▸ **Your task**
Return every item below word for word, with nothing changed.

▸ **Provided data**
☆ ☆ ☆

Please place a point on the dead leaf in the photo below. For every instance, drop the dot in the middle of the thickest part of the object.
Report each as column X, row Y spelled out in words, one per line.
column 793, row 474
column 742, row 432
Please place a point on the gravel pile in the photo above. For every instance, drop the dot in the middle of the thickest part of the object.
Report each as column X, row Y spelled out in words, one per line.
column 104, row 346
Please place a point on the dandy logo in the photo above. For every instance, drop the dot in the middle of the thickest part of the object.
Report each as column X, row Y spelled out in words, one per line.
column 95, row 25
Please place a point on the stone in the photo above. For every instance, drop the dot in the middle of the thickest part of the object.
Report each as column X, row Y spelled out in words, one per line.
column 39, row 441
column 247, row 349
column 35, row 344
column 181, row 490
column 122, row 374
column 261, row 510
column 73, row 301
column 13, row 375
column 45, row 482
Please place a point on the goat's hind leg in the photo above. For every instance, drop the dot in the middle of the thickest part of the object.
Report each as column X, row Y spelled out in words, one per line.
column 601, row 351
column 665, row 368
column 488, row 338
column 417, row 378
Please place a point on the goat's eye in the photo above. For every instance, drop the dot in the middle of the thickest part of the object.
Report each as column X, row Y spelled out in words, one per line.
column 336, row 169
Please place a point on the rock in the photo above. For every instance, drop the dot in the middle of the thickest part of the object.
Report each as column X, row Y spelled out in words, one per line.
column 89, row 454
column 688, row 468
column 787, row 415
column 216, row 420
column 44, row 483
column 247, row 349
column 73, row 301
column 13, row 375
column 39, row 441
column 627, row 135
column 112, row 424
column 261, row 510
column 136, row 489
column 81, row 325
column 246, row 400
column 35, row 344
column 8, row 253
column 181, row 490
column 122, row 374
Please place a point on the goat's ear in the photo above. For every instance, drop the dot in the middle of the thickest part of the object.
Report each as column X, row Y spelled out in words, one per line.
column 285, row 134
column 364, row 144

☆ ☆ ☆

▸ **Expected answer**
Please place a point on the dead leaf in the photo below. For every instance, drop the dot in the middle of the thickest part of the object.
Report each as column X, row Y spelled out in words, one per line.
column 793, row 474
column 742, row 432
Please place a point on the gravel pile in the photo above. For every instance, drop the dot in the middle of the thickest part of the object.
Report each as column X, row Y spelled out in words, one per line.
column 104, row 346
Please place a point on the dandy logo in the photo above. For every instance, drop the dot in the middle of the thickest part of the object.
Report each as column X, row Y spelled out in words, one per line.
column 95, row 25
Please place a point on the stone in the photo above. For every instance, drop the dot in the middle of the thickest part of the object.
Report each as column X, row Y spelled out in words, one per line.
column 39, row 441
column 247, row 349
column 35, row 344
column 181, row 490
column 122, row 374
column 261, row 510
column 73, row 301
column 13, row 375
column 45, row 482
Please place a point on the goat's hind leg in the photo above. For every instance, drop the dot in the middle of the thickest part of the object.
Report each as column X, row Y spelled out in words, one per line.
column 601, row 351
column 665, row 368
column 488, row 338
column 417, row 378
Please place a point on the goat's eye in the photo above. For every instance, drop the dot in the middle of the thickest part of the object.
Report each as column X, row Y spelled out in words, one per line.
column 336, row 169
Please place a point on the rock in the photo above. For every instance, drop the dot in the middle of the thickest part of the object.
Report each as column X, row Y spelled out in words, one per line.
column 89, row 454
column 688, row 468
column 787, row 415
column 216, row 420
column 44, row 483
column 247, row 349
column 73, row 301
column 13, row 375
column 39, row 441
column 627, row 135
column 112, row 424
column 261, row 510
column 136, row 489
column 81, row 325
column 246, row 400
column 35, row 344
column 8, row 253
column 181, row 490
column 122, row 374
Please place a point on the goat's ear in the photo above. For every instance, drop the dot in the middle of the thickest part of the object.
Report each as column X, row Y spelled out in words, one per line.
column 285, row 134
column 364, row 144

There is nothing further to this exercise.